Passage to read -
I’ve posted the update that corrected the two earlier noted bugs.  The first correction had to do with translating UTF-8 encoded MARC records into MARCXML and then back into MARC-8 — this was an easy fix and should be completed.  I’ve verified it against the 102 test records that had been set for review.  The second correction had to do with the translation of some UTF-8 Cyrillic Characters from UTF8 MARC to MARC8.  I’ve tested this against the about 30 cyrillic records in OCLC and it appears to be working correctly. 

As always, the program is ready for download at: MarcEdit50_Setup.exe

–Terry


Jan 11 2006

MarcEdit 5.0 bug report fyi

Just an fyi –

I’d received some test files today for a small set of records where some diacritics were being mangled when translating data from MARCXML to MARC in MARC-8.  I investigated, and there is a very narrow bug in the application that I’ve corrected and will post as an update this evening.  The problem only exists when doing the following:

  1. Have a MARC record already in UTF-8
  2. Convert the UTF-8 MARC record to MARCXML with a narrow band of characters (about 3 combining ansel characters, and these characters must be the last character in the byte stream)

The problem was easy to correct but should never have shown up in the first place.  It was spawned from a lack of test data (we don’t have a unicode database, so all my tests generating MARCXML records have been with MARC-8 record that are converted to UTF-8 on the fly during the conversion).  So here’s why it happened…because MarcEdit must support both the MARC8 and UTF8 charactersets, the program includes code to handle data at a byte (in the case of MARC data) and character (for XML data) level.  Rather than forcing users to specify the characterset used within a set of records, I’ve made the MARCEngine smart enough to detect what characterset is in use (a real pain, when you consider that MARC records cannot use the BOM markes to designate characterset — so instead, a bytes characteristics must be evaluated to determine its characterset).  Yes, there are MARC fields for setting characterset, but I find that they are unreliable (i.e., unused by most systems).  So, the program uses a custom algorithm that can read a set of bytes and determine if those bytes make up a UTF-8 character.  Within the part of the MARCEngine that handles MARC data processing (Maker and breaker) — this algorthem works fine (which is why the error doesn’t affect this part of the program).  However, in the XML API, I tried to create a “lite” algorthem that wasn’t quite robust enough.  So, I’ve taken the old algorthem out and inserted the robust algorithem and everything works again.

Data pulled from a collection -
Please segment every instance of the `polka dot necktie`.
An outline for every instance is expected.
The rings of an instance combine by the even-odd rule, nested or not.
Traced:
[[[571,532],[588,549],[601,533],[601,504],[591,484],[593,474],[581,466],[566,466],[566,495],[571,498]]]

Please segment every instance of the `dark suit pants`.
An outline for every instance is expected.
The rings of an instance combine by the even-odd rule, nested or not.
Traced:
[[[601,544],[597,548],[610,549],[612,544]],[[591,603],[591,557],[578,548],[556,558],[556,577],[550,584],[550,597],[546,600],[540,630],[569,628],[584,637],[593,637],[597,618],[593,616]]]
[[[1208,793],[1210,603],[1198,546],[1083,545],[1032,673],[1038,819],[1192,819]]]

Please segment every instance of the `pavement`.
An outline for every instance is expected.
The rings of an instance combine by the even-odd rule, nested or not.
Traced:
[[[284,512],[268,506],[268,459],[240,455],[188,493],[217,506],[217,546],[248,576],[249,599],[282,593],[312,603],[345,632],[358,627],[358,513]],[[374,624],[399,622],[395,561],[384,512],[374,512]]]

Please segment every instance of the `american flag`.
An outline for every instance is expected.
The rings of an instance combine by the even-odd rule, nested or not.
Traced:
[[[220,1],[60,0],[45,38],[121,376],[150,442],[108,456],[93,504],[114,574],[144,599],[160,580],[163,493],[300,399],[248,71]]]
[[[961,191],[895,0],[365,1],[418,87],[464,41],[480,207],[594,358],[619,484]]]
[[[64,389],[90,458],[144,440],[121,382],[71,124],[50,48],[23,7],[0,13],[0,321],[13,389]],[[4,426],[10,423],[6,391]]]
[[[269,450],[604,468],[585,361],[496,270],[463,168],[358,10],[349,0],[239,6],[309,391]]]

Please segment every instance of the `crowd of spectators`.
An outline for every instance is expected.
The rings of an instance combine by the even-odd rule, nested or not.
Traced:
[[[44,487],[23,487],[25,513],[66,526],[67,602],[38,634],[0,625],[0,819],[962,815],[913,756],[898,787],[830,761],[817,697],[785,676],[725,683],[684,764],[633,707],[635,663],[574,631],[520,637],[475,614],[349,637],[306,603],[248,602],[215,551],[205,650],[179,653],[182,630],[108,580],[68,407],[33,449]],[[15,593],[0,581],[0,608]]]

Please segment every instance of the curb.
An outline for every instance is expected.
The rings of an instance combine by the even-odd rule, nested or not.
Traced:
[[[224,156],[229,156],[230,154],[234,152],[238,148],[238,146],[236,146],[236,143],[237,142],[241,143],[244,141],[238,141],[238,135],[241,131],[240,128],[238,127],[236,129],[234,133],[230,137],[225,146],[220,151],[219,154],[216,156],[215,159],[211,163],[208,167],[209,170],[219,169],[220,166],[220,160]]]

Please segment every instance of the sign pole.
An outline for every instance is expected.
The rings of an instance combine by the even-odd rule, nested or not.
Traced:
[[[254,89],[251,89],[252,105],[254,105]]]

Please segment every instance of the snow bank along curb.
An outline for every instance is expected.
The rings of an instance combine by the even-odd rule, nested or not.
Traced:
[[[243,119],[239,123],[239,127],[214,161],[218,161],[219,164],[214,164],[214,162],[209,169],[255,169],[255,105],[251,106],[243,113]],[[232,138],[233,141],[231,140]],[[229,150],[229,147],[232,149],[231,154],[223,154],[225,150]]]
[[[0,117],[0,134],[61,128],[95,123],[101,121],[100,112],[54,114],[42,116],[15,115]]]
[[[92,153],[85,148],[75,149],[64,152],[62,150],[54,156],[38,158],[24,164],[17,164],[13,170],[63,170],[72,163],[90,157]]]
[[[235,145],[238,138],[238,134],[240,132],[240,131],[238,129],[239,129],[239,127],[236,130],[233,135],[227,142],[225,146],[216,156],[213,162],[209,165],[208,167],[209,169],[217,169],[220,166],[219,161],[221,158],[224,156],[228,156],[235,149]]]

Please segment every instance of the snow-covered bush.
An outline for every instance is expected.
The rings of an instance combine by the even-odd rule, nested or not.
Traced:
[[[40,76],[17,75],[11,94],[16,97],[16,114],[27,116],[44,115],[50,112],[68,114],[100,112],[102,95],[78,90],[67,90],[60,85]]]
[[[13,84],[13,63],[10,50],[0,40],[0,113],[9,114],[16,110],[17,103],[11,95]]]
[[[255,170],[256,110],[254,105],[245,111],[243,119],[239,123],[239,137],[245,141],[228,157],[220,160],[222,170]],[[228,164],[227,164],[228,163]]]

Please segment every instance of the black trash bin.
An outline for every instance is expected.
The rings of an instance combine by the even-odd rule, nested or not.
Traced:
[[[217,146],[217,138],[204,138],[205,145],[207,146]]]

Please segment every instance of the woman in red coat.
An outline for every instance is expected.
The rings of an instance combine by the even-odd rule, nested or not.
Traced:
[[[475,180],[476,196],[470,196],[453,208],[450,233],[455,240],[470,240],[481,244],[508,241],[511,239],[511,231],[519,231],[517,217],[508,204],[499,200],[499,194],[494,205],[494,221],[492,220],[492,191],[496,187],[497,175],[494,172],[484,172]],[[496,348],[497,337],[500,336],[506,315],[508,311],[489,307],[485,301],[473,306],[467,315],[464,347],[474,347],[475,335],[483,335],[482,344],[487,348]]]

Written tasks -
1. Can you reproduce the records from the line with "Please segment every instance of the sign" to the line with "[[[254,89],[251,89],[252,105],[254,105]]]", including both of those lines?
2. Can you go on with the text about the MarcEdit bug fixes, starting after its final sentence?
The MarcEdit text and the records have no connection to each other.

Per-task outputs -
1.
Please segment every instance of the sign pole.
An outline for every instance is expected.
The rings of an instance combine by the even-odd rule, nested or not.
Traced:
[[[254,89],[251,89],[252,105],[254,105]]]

2.
In the process of testing the algorithems, I’ve found one other error that I’ve corrected as well.  One of the difficulties with doing UTF-8 translation is that that there are multiple code points for some characters.  If they are translated from MARC-8 to UTF-8 using the LC defined tables, they will be one code point….if they are entered from a keyboard, they will be another code point.  To accommidate this, I’d created a catch function to handle these characters — and it ended up trapping some characters that shouldn’t have been trapped.  This affects any translation from UTF-8 to MARC-8, though was limited primarily to Cyrillic scripts (since their translated characters matched the extra codepoints).  I’ve corrected this as well and this too will be in tonights update.   

Anyway, sorry for missing these two (I guess I’m fortunately that most systems still don’t export and import unicode data) and I will have it uploaded and fixed tonight.  I’m also going to spend some time downloading some records from OCLC to get 880s so that I can test other charactersets as well.

Cheers,

 –Terry


Jan 11 2006

MarcEdit 5.0 components updates

New updates already…I was playing with MarcEdit this afternoon and run into a couple of small bugs that I squashed this afternoon.  I made the following changes:

  1. MarcEditor Printing:  Oops, I made a change last night and broke the MarcEditor printing.  To make is so that the program could print fonts correctly, I’d modified the print code which made it so that blank lines stopped printing.  Well, that’s been corrected.
  2. MarcValidator — Another oops.  When records have an 880, the program crashes because I didn’t define indicators.  Well, I shouldn’t have to (that’s how the program was defined) for checking — everything is suppose to be customizable, so I corrected the program so that this won’t be a problem any longer.
  3. MarcEditor — in preview mode, if you try to compile the program, it will throw an error because the file pointer wasn’t being freed.  This has been corrected.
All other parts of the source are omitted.